** SET PROBLEM **
Rewrite the entries from the start through the line containing "(344, 271), (416, 352)", both ends included, and keep every line. Shift each bounding-box coordinate listed after a "User query" line by adding 113, and leave the endpoint descriptions and their sample pairs as they are.

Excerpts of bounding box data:
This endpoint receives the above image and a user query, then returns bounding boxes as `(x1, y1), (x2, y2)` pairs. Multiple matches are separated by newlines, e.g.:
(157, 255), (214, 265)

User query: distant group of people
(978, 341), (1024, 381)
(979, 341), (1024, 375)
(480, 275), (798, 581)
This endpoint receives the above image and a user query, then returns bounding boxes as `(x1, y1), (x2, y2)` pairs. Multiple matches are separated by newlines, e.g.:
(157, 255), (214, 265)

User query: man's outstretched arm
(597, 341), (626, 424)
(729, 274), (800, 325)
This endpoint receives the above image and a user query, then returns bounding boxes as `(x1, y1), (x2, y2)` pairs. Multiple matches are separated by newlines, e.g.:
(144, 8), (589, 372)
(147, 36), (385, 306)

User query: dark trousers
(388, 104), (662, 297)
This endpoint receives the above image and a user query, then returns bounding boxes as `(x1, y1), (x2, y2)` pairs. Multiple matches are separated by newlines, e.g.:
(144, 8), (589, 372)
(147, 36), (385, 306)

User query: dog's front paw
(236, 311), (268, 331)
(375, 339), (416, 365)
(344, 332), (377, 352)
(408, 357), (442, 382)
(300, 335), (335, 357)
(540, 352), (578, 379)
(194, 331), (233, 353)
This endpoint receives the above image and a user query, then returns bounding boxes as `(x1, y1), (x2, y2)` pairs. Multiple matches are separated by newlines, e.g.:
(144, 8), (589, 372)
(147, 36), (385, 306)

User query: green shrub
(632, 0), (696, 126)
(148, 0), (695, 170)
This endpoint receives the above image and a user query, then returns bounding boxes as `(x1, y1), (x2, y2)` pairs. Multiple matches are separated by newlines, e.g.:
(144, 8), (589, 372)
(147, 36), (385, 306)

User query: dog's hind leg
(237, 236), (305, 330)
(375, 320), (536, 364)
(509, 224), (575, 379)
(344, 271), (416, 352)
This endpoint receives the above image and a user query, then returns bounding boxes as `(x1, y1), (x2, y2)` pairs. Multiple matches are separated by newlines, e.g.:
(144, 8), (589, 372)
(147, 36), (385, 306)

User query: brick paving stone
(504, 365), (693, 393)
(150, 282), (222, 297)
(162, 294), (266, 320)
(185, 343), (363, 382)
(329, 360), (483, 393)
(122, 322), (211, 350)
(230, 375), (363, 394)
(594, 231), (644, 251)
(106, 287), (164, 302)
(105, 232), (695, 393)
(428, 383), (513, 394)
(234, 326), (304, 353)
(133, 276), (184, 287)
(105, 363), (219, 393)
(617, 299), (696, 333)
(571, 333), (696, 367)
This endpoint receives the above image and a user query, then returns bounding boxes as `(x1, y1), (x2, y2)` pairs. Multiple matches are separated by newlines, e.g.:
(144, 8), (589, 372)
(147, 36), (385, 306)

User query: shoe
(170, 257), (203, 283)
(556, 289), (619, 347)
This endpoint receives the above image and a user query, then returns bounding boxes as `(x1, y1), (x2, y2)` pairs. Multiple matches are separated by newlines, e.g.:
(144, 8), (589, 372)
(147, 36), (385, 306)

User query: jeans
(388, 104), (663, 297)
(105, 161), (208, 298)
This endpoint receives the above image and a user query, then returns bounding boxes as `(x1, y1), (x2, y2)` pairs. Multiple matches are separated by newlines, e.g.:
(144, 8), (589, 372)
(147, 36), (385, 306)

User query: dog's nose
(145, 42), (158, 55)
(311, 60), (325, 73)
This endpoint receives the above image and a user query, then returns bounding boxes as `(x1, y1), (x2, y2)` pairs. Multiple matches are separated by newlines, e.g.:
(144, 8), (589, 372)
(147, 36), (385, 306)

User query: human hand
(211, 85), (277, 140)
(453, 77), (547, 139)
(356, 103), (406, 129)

** CORRECT ANSWER **
This endpoint receives the above image and a user query, then returns bounding boxes as `(x1, y1), (x2, y2)` pairs. Multiple matches are separated by newlines, e.g.:
(157, 255), (214, 265)

User query: distant group of people
(1091, 454), (1137, 494)
(1092, 454), (1137, 488)
(593, 388), (911, 694)
This endpoint receives the above image and a user query, then returns bounding boxes as `(x1, y1), (x2, y2)` pairs. Multiple matches are separated by newlines, e.g.:
(157, 255), (214, 265)

User query: man's outstretched arm
(710, 454), (739, 537)
(842, 387), (913, 438)
This endpoint receives the above image and a user query, then returns bounding boxes as `(x1, y1), (x2, y2)` pairs. Multiple matches are separated by newlines, e.g.:
(144, 8), (589, 372)
(147, 36), (385, 306)

User query: dark trousers
(501, 217), (775, 410)
This endpoint receives the above image and a user query, then returns bounding boxes as `(x1, y1), (x2, y2)` pairs. Multiple matches are separated by newlines, e.g.:
(144, 8), (589, 372)
(147, 36), (385, 306)

User query: dog's front paw
(349, 424), (381, 444)
(488, 452), (529, 478)
(457, 445), (490, 465)
(521, 470), (555, 495)
(413, 448), (448, 470)
(653, 465), (691, 492)
(307, 444), (346, 466)
This endpoint receives the above image and a user query, then returns bounding boxes as `(x1, y1), (x2, y2)` pairs. Multiple matches are separated by newlines, e.g.:
(144, 8), (589, 372)
(147, 36), (385, 306)

User query: green shrub
(745, 113), (809, 239)
(261, 113), (808, 283)
This endpoint receives the above image and a user query, then returns bounding boxes as `(x1, y1), (x2, y2)` pairs. Multiple matches are separated by newlines, e.g.:
(144, 8), (589, 372)
(147, 36), (385, 306)

User query: dog's hind leg
(350, 349), (418, 443)
(488, 433), (649, 477)
(622, 337), (688, 492)
(457, 384), (529, 465)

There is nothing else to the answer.